**ABOUT THIS EXERCISE:** Every record below, from first to last: print it exactly as shown.
=== Section Start ===
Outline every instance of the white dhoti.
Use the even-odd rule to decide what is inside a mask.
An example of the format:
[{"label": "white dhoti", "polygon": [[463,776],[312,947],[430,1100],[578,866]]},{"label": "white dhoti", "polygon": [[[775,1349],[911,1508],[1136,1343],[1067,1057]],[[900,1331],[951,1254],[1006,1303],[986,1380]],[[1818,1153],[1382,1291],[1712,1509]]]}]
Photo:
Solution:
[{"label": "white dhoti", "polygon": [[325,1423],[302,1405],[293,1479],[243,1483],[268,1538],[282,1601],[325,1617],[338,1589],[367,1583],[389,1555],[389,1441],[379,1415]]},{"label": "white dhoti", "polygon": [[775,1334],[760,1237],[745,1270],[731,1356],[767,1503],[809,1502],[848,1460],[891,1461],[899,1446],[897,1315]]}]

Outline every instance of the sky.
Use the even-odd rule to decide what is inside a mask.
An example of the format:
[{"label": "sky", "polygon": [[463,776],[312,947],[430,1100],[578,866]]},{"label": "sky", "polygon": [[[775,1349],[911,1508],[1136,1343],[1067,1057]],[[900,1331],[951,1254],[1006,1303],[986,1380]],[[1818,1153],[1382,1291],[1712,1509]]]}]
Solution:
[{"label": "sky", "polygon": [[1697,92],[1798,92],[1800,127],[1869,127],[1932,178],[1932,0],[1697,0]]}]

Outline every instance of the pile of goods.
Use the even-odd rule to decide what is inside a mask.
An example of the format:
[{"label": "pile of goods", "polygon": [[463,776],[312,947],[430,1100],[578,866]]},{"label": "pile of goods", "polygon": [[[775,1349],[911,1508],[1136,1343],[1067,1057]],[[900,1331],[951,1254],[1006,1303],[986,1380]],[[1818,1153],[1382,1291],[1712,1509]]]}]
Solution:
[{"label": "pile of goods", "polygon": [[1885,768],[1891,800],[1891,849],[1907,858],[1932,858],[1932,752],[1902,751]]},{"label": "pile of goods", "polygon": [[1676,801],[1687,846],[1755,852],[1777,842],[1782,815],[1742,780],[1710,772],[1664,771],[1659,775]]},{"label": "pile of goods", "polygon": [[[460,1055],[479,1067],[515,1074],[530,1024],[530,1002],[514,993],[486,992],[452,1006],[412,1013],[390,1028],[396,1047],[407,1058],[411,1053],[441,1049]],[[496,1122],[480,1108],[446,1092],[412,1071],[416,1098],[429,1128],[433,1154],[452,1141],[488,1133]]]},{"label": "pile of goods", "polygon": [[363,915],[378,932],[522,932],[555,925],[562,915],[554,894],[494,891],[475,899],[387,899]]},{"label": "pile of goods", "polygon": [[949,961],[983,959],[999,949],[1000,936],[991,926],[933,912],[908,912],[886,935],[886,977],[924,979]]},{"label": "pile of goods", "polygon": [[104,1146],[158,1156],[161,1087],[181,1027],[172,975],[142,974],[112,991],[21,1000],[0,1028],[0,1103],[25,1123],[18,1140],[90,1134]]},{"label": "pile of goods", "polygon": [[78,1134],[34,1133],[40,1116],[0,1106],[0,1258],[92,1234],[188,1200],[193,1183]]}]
=== Section End ===
**EXPECTED ANSWER:**
Outline every instance of the white dhoti.
Use the even-odd rule to decide what is inside a mask.
An example of the format:
[{"label": "white dhoti", "polygon": [[463,776],[312,947],[430,1100],[578,866]]},{"label": "white dhoti", "polygon": [[[775,1349],[911,1508],[1136,1343],[1067,1057]],[[900,1331],[951,1254],[1006,1303],[986,1380]],[[1818,1153],[1382,1291],[1712,1509]]]}]
Photo:
Solution:
[{"label": "white dhoti", "polygon": [[325,1423],[302,1405],[293,1479],[243,1483],[268,1538],[282,1601],[325,1617],[338,1589],[367,1583],[389,1555],[389,1441],[379,1415]]},{"label": "white dhoti", "polygon": [[775,1334],[760,1237],[745,1270],[731,1356],[767,1503],[809,1502],[848,1460],[891,1461],[899,1446],[897,1315]]}]

Outline every instance of the sky.
Use the even-odd rule to decide what is inside a mask.
An example of the format:
[{"label": "sky", "polygon": [[463,776],[312,947],[430,1100],[578,866]]},{"label": "sky", "polygon": [[[775,1349],[911,1508],[1136,1343],[1067,1057]],[[900,1331],[951,1254],[1006,1303],[986,1380]],[[1818,1153],[1382,1291],[1712,1509]]]}]
Solution:
[{"label": "sky", "polygon": [[1697,92],[1798,92],[1800,127],[1869,127],[1932,178],[1932,0],[1697,0]]}]

Outline every instance of the pile of goods.
Use the even-odd rule to decide what is inside a mask.
An example of the format:
[{"label": "pile of goods", "polygon": [[463,776],[312,947],[430,1100],[578,866]]},{"label": "pile of goods", "polygon": [[[775,1349],[911,1508],[1136,1343],[1067,1057]],[[900,1331],[951,1254],[1006,1303],[986,1380]],[[1818,1153],[1382,1291],[1712,1509]]]}]
Solution:
[{"label": "pile of goods", "polygon": [[1885,768],[1891,800],[1891,849],[1907,858],[1932,858],[1932,752],[1902,751]]},{"label": "pile of goods", "polygon": [[1676,801],[1687,846],[1755,852],[1777,842],[1782,815],[1742,780],[1710,772],[1664,771],[1659,775]]},{"label": "pile of goods", "polygon": [[[460,1055],[479,1067],[515,1074],[530,1024],[530,1002],[514,993],[486,992],[452,1006],[412,1013],[390,1028],[396,1047],[407,1058],[411,1053],[441,1049]],[[496,1122],[480,1108],[446,1092],[412,1071],[416,1098],[429,1128],[433,1154],[452,1141],[488,1133]]]},{"label": "pile of goods", "polygon": [[363,915],[378,932],[522,932],[555,925],[562,915],[554,894],[494,891],[475,899],[387,899]]},{"label": "pile of goods", "polygon": [[949,961],[983,959],[999,949],[1000,936],[991,926],[933,912],[908,912],[886,935],[886,977],[924,979]]},{"label": "pile of goods", "polygon": [[104,1146],[158,1156],[161,1087],[181,1027],[172,975],[142,974],[112,991],[21,1000],[0,1028],[0,1103],[25,1123],[18,1140],[90,1134]]},{"label": "pile of goods", "polygon": [[78,1134],[34,1133],[40,1116],[0,1106],[0,1258],[92,1234],[188,1200],[193,1183]]}]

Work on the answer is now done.